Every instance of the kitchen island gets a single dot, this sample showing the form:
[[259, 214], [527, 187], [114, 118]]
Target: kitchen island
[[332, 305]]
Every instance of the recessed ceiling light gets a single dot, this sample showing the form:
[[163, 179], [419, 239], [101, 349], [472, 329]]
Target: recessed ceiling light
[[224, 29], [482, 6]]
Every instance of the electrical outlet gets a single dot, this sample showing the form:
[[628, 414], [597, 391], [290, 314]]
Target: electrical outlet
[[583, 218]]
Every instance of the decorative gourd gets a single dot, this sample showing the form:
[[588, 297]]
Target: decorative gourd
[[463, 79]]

■ ■ ■

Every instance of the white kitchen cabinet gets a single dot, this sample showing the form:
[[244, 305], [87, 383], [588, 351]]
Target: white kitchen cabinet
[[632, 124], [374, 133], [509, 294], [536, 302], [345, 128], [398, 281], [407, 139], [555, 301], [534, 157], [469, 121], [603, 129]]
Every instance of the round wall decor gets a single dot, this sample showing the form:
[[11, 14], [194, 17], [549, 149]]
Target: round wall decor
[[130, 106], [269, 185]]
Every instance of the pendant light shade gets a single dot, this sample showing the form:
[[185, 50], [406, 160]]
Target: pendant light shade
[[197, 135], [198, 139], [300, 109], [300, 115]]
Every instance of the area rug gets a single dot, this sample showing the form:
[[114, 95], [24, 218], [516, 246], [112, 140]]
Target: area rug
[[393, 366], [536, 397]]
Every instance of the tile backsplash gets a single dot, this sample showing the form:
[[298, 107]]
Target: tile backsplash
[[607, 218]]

■ ■ ■

Rewrite the lines from the one containing "Every instance of the kitchen" through the one containing "[[224, 29], [482, 6]]", inclusive, changing "single dot" to "single point" and keeping everything else the same.

*Exercise answer*:
Every instance of the kitchen island gets a single point, this sample showing the form:
[[259, 214], [527, 187], [114, 118]]
Target: kitchen island
[[332, 305]]
Every instance of the recessed ceiling light gets a single point, this sample showing the form:
[[163, 179], [419, 239], [101, 349], [472, 329]]
Target: recessed ceiling light
[[224, 29], [482, 6]]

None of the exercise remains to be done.